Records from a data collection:
____________________

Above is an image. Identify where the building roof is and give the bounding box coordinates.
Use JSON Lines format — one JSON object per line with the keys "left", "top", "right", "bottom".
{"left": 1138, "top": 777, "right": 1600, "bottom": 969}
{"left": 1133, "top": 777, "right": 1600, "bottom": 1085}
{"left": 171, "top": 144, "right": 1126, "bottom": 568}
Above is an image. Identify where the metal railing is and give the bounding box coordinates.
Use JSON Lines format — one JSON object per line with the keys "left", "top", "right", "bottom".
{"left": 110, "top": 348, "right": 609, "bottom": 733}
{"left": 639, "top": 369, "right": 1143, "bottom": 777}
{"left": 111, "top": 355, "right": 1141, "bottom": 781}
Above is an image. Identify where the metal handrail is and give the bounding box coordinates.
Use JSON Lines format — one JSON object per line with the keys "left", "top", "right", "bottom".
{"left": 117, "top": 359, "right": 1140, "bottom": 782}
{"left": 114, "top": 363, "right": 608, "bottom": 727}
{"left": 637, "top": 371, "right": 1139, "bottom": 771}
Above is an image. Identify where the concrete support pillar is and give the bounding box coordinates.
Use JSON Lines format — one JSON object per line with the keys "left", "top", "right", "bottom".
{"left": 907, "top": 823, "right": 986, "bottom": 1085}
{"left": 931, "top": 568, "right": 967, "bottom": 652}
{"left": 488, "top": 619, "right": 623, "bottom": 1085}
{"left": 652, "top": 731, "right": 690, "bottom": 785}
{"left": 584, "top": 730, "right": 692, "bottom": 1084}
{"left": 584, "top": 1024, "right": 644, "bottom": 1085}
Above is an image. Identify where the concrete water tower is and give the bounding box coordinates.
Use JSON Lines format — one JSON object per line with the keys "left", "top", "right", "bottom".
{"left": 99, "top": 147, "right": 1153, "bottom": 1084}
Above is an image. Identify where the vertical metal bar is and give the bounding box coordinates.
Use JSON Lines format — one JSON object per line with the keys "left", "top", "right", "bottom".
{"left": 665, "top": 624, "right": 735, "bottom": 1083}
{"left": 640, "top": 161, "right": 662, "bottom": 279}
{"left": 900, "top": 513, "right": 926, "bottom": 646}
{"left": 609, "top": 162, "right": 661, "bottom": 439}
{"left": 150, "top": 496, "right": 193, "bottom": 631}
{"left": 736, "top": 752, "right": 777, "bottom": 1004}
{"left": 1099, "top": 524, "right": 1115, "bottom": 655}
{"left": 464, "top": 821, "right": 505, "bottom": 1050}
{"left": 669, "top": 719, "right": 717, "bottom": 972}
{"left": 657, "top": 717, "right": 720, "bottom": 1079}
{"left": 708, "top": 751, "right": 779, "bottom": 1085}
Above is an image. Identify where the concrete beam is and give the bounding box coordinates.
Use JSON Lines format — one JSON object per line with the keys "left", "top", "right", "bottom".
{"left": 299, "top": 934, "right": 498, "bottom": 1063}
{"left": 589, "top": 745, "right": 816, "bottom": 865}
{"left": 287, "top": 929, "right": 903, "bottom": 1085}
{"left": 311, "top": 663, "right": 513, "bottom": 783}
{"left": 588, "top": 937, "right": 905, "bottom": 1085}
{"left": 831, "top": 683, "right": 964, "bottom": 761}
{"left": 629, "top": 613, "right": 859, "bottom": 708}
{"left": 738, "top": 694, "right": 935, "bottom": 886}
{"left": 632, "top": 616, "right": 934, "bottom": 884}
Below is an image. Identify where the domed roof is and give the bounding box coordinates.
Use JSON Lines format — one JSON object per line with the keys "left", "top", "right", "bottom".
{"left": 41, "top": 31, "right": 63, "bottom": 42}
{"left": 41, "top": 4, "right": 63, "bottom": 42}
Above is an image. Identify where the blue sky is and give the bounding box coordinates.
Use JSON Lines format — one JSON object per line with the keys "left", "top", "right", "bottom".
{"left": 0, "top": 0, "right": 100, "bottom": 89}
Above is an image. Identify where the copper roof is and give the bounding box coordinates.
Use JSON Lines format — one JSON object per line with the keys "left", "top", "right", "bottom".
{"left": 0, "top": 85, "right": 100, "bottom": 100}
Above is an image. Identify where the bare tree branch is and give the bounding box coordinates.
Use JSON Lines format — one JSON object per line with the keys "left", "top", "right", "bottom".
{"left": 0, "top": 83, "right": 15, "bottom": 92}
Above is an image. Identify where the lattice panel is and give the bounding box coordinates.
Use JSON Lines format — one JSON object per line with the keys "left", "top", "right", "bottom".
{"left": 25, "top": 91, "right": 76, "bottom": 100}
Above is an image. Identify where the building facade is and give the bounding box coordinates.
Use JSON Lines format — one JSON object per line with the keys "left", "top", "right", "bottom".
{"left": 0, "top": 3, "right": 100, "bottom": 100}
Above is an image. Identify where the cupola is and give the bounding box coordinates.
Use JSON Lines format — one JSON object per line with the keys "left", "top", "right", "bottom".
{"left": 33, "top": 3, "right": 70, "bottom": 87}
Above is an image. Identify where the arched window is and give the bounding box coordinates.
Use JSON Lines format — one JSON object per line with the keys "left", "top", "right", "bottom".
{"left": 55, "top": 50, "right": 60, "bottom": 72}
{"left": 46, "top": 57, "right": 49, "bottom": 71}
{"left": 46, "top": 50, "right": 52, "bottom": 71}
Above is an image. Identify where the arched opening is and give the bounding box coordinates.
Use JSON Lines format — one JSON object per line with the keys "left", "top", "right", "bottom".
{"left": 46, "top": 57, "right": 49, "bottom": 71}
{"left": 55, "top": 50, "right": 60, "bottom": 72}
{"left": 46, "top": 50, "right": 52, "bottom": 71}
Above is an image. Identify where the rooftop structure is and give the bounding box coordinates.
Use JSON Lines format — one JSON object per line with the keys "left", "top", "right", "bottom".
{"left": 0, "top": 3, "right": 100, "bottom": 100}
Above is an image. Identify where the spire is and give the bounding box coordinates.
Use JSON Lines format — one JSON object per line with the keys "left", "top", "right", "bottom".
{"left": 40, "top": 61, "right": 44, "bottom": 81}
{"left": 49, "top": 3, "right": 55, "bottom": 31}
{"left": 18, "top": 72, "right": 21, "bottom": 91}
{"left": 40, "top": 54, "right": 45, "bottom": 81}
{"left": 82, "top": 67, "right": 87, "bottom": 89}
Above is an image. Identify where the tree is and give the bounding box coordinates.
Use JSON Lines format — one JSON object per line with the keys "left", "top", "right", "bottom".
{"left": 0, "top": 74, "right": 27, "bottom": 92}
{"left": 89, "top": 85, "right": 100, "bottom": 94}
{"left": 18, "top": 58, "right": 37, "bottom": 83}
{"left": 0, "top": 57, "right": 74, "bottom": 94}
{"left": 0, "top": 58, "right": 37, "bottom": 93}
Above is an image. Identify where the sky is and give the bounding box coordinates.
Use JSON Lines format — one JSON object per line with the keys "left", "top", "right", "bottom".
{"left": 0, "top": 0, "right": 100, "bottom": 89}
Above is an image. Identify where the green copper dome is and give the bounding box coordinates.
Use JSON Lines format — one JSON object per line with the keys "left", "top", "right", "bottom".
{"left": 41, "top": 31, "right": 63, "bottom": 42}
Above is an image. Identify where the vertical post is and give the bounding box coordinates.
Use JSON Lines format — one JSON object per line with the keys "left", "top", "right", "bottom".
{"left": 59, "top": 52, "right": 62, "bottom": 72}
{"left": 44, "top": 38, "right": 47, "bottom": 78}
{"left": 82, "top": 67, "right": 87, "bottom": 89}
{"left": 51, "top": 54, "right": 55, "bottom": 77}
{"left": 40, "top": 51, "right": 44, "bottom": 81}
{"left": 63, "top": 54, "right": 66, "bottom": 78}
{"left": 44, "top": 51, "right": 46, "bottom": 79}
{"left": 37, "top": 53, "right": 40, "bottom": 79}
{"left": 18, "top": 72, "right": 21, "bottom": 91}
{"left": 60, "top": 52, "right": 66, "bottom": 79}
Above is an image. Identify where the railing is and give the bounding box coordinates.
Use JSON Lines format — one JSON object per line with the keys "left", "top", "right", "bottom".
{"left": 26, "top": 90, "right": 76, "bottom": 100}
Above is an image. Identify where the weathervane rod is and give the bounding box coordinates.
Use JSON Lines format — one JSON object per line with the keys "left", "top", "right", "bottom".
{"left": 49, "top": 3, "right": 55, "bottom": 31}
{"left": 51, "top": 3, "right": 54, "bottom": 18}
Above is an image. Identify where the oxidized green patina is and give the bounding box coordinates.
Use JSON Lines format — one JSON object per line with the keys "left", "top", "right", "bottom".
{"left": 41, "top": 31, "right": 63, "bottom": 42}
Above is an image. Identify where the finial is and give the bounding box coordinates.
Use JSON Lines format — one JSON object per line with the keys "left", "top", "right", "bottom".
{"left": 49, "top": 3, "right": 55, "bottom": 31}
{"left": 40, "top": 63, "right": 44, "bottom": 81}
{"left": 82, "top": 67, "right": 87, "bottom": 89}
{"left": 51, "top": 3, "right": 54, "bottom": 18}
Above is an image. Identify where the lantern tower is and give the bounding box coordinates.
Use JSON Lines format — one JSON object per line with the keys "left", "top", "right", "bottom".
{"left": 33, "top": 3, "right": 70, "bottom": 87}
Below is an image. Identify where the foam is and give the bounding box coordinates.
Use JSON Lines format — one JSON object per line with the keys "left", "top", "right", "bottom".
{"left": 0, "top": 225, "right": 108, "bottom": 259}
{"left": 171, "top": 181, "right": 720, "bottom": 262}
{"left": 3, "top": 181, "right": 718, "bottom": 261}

____________________

◆ Work to be completed
Wherever the string "concrete" shows up in a line above, tally that line, and answer with the final number alone.

◆ Output
3